[Records from a dataset]
************
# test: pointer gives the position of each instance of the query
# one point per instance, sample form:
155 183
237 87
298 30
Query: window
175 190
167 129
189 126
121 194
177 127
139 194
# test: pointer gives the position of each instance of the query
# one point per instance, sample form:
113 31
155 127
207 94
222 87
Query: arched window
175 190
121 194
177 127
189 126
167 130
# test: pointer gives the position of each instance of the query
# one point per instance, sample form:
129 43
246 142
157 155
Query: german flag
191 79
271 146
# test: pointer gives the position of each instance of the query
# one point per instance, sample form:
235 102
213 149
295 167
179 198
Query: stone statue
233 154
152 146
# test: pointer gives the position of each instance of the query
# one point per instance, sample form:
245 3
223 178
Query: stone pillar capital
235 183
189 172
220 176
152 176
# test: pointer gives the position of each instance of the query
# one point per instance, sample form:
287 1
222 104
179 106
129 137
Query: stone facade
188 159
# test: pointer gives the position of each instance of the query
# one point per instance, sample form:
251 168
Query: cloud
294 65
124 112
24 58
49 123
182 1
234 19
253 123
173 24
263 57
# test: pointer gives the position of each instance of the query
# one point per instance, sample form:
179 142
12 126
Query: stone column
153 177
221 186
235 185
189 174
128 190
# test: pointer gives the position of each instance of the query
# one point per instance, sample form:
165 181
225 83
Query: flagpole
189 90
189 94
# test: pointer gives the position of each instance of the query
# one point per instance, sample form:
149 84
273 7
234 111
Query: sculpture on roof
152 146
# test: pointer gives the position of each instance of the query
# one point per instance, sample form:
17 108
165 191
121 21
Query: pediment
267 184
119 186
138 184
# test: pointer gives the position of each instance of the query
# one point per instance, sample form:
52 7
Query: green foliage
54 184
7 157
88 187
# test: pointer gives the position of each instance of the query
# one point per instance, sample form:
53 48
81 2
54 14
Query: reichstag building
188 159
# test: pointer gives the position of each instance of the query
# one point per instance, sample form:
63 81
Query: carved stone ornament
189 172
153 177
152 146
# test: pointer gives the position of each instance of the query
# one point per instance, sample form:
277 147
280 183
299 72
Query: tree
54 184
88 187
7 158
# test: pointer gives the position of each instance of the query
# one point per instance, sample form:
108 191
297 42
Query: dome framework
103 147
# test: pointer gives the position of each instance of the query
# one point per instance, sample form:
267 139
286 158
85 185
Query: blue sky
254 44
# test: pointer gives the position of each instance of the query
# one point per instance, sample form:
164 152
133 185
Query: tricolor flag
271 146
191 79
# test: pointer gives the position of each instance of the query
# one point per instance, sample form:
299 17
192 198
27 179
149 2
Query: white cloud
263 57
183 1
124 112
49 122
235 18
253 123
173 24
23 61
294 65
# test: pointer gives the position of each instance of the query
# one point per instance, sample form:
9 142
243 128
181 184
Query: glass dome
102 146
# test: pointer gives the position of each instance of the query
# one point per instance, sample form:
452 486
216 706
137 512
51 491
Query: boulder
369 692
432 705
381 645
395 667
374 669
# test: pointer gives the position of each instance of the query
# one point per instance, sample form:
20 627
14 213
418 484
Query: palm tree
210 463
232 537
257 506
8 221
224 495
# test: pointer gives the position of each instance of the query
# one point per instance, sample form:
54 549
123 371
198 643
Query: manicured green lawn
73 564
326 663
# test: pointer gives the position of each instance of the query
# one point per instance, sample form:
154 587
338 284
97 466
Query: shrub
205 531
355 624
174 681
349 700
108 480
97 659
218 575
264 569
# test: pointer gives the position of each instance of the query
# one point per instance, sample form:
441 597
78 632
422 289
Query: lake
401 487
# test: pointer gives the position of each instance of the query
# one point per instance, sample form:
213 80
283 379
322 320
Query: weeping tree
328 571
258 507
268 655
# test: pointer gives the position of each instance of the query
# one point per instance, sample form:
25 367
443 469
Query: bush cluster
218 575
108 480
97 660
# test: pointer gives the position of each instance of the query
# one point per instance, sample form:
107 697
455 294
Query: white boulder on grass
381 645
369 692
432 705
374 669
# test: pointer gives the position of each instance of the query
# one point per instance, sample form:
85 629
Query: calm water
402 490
************
▶ WHAT IS NEEDED
All of the data above needs to be transcribed verbatim.

▶ WORKED SOLUTION
# test: pointer gives the position of each instance of the query
# one point per instance, sample form:
155 183
237 87
298 30
Query: window
175 190
167 129
189 126
121 194
177 127
139 194
# test: pointer gives the position of each instance of the query
# one point per instance, sample form:
113 31
155 127
207 94
222 87
Query: arched window
175 190
121 194
177 127
189 126
167 130
# test: pointer gives the position of each instance of the query
# one point per instance, sample form:
129 43
246 142
157 155
Query: german flag
191 79
271 146
# test: pointer gives the position of each instance of the query
# one point per instance, sample form:
235 102
213 149
295 167
179 198
Query: stone statue
233 154
152 146
# test: pointer gives the position of each instance of the query
# one point per instance, sample form:
245 3
223 178
Query: stone pillar capital
235 183
189 172
220 176
152 176
# test: pointer gives the position of each instance of the query
# one point per instance, sample form:
287 1
222 104
179 106
129 137
Query: stone facade
188 159
# test: pointer gives the position of each instance of the query
# one point per instance, sample form:
251 168
Query: cloud
294 65
124 112
24 58
49 123
182 1
234 19
253 123
173 24
263 57
# test: pointer gives the position of each instance of the query
# one point per instance, sample form:
179 142
12 126
Query: stone column
153 177
221 186
235 185
189 174
128 190
# test: pointer gives the position of each instance of the query
# one point per instance, sample form:
165 181
225 83
Query: flagpole
189 90
189 94
# test: pointer gives the position of each instance of the query
# one point per instance, sample form:
149 84
273 7
234 111
Query: sculpture on roof
152 146
# test: pointer gives the position of each instance of the query
# one point per instance, sample form:
17 108
165 191
121 21
Query: pediment
267 184
119 186
138 184
# test: pointer gives the position of each instance of the query
# one point per instance, sample form:
52 7
Query: green foliage
54 184
7 157
88 187
# test: pointer gives the position of each instance of the query
# one point per instance, sample form:
53 48
81 2
54 14
Query: reichstag building
188 159
# test: pointer gives the position of each instance of the query
# one point per instance, sample form:
63 81
Query: carved stone ornament
189 172
153 177
152 146
# test: pointer gives the position of each instance of the query
# one point per instance, sample form:
277 147
280 183
299 72
Query: tree
54 184
88 187
7 158
# test: pointer gives the position of each instance of the query
# one point per instance, sample form:
108 191
297 42
Query: dome framework
103 147
# test: pointer gives the position of each instance of the query
# one point per instance, sample form:
267 139
286 158
85 185
Query: blue sky
254 44
# test: pointer gives the position of each instance of the query
# one point per instance, sample form:
164 152
133 185
Query: tricolor flag
271 146
191 79
# test: pointer gives the position of each instance of the query
# one point per instance, sample form:
299 17
192 198
27 179
149 2
Query: white cloud
263 57
183 1
124 112
49 122
235 18
253 123
173 24
23 61
294 65
# test: pointer gives the position of each instance of the query
# one point per instance, sample form:
9 142
243 128
181 184
Query: glass dome
102 146
# test: pointer gives the position of each instance of the query
# one point per instance, sample form:
452 486
216 706
137 512
51 491
Query: boulder
369 692
432 705
381 645
395 667
374 669
# test: pointer gives the position of each instance of the query
# one point per instance, sample form:
20 627
14 213
418 484
Query: palm tree
210 463
232 537
257 506
8 221
224 495
# test: pointer gives the position of each instance of the query
# one point per instance, sample form:
54 549
123 371
198 643
Query: manicured green lawn
73 564
326 663
# test: pointer gives the position of each instance of the query
# one point per instance, sample form:
154 587
338 284
97 466
Query: shrub
205 531
355 624
174 681
349 700
108 480
97 659
218 575
264 569
# test: pointer gives the position of each instance of the query
# one point per instance, sample form:
441 597
78 632
422 289
Query: lake
401 487
# test: pointer gives the position of each instance of the query
# one point per instance, sample form:
213 80
283 379
322 320
Query: weeping tree
328 571
258 507
268 655
# test: pointer gives the position of each instance of the query
# one point per instance, sample form:
25 367
443 469
Query: bush cluster
218 575
108 480
97 660
# test: pointer gives the position of each instance of the query
# one point per instance, sample form:
107 697
455 294
Query: white boulder on grass
381 645
369 692
432 705
374 669
# test: pointer gives the position of each instance of the query
# one point per instance, sample form:
85 629
Query: calm water
402 490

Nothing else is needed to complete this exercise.